STATED EXERCISE A.
Using the text on database recovery, explain in one to three sentences why recovery is needed after a system crash.
STATED EXERCISE B.
Pick up the text on database recovery after its last sentence and keep it going.

A hardware malfunction or a bug in the database software or the operating system causes system crashes and loss content of the volatile media. Databases stored in a nonvolatile media such as hard disk. But when using the database, full database or part of database is loaded into main memory which is volatile. After a system crash content in the main memory loss and any changes made on pages in the main memory not affect to the database stored in the hard disk. Then recovery is needed to recover data loss and redo the unaffected operations or transactions.

A disk or media crash is loss data of disk bocks. Read/write head crash of a disk or malfunction read/write operations are some reasons for disk crashes. Back up or copy of a database is needed to recover from disk crashes.

Database hacking is another way of corruption. Database becomes inconsistence due to changes done by hackers. Other than inconsistence database can hold invalid data without take database into inconsistence state.


\section{Detection and prevention database corruption}

Most DBMS ensures data integrity and consistency. After a failure it is necessary to identify whether database is corrupted or not. Many DBMS uses codeword based techniques to detect and prevent database corruption.

Read Prechecking is a mechanism used to prevent use of corrupted data by a transaction. Data consistency is checked before reading any data in the protection region. Each protection region has a codeword calculated for its data. When each read operation it checks codeword to check data integrity. If they unmatched then there must be some corruption in that protection region. Protection latch for protection region is acquired when calculation codeword and updating data. Data Codeword and Data Codeword deferred maintenance \cite{ref2} and database auditing are other two techniques used to detect data corruption.

There is no exact way to prevent database corruption from failures. But recovery techniques ensure data protection from database corruptions. Therefore recovery techniques are act as preventing mechanisms. Recovery manager of a DBMS always monitor and log details needed for recovery.


\section {Recovery}

This section describes the recovery techniques used to recover database corruptions in detail. Algorithms used to recover from transaction failures must ensure ACID properties of a transaction.

\subsection {Log based recovery}

Log is a file structure which is used to record modification of the database. Log contains sequence of log records. Log record contains details of the database activities which are needed for recovery process. As an example update log record contains transaction identifier to uniquely identify the transaction, data-item identifier which is used uniquely identifies the data item changed by the transaction, old value data item before update and new value which is the value after updated. Other than these details log also contains start of the transaction and commit or abort state of the transaction. When transaction performs an update operation on a database it is required to write log record before database is modified.

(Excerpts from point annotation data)

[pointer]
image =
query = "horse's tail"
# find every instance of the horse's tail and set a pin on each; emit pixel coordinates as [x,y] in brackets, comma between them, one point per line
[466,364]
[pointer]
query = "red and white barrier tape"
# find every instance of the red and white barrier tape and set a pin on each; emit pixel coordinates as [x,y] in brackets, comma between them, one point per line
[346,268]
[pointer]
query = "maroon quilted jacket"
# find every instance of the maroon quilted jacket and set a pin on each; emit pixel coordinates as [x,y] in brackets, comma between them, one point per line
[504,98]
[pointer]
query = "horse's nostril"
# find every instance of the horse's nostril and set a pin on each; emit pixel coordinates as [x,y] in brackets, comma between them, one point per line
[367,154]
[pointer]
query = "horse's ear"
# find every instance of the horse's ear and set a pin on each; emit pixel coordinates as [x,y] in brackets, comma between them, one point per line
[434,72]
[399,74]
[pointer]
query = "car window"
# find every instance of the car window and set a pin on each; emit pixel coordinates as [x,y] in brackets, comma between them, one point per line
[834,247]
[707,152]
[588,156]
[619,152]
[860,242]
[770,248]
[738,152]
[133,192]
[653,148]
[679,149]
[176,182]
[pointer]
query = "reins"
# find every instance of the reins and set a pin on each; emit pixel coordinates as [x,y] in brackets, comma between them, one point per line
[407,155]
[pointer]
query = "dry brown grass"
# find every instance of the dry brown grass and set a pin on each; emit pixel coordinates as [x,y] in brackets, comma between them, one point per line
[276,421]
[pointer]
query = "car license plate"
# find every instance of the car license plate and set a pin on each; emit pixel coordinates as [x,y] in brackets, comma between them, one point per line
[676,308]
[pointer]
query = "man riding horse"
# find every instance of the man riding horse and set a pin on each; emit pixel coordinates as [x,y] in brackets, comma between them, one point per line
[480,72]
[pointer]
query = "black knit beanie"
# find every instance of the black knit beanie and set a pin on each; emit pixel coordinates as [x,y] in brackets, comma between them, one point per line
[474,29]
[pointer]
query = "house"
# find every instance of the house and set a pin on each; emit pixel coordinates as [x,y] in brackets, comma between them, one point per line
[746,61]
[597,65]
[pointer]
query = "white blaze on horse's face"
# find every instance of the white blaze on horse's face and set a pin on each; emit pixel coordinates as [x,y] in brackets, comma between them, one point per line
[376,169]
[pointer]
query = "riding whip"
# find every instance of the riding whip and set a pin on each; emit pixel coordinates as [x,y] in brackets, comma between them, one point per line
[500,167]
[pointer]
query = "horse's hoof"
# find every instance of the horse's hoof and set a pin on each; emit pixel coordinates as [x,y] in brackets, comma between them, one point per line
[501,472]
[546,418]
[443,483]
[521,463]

OUTPUT A.
While a database is in use, all or part of it is loaded into main memory, which is volatile. A crash wipes out what is in main memory, so changes made to pages there never reach the database stored on the hard disk. Recovery is then needed to get back the lost data and redo the operations or transactions whose changes were lost.

OUTPUT B.
There are two types of log entry information included in a log record for write operation. Information needed for UNDO and information needed for REDO. The old value or before image (BFIM) is considered as UNDO type log entry and new value or after image (AFIM) is considered as REDO type log entry \cite{ref1}. Undo type log entry is needed to undo the affects and redo type log entry used to redo the operation again. Most of recovery techniques used both type of log entries or one of them.

Checkpoints are another type of log entry. These records add to log when all modified buffers are written to the disk. These buffers are force written to the disk. Checkpoints can be written periodically or after some number of transactions are committed. It is decided by recovery manger of a DBMS. To write checkpoint entry to the log it is necessary to suspend current transaction. But if the buffers are very large then that transaction is delayed more time. To reduce this delay fuzzy check pointing is used. In fuzzy check pointing, current transaction is not suspended until buffers are written to the disk and use previous check point as valid until it write all buffers to the disk. After write all buffers into the disk new check point is considered as valid checkpoint. Check points are very useful in undo/redo type recovery mechanisms. Because it is necessary to identify which transaction needs undo and redo in the recovery process.

For increase efficiency of recovery process DBMS also maintains lists for active transactions and list for all committed and aborted transactions since last check point.

Steal/no-steal and force/no-force \cite{ref1} are other two terms which are included in log based recovery terminologies. In no-steal approach cache page cannot be written back to the disk until transaction commits. In steal approach cache page can be written back to the disk before transaction commits. If all pages are updated by transaction are immediately written to the disk when transaction commits, it is called force approach. Otherwise it is called no-force approach. Most of the typical database systems use steal/no-force strategy.

When update performs on database Write Ahead Logging (WAL) \cite{ref1} protocol is used to write log. In this protocol appropriate log entries are recorded and flushed to the disk before the database is modified. For recovery from disk failures and system crashes log must be reside in the stable storage. And log must be stored in the stable storage as soon as log is created. It is not useful if log also reside in the same disk where the database is resided. Large transactions with many database updates may add millions of log records to the log. In that case size of the log in the buffer may exceed its size and there can be loss log details of the transaction.

Deferred update and immediate update are two main recovery techniques based on logging mechanism.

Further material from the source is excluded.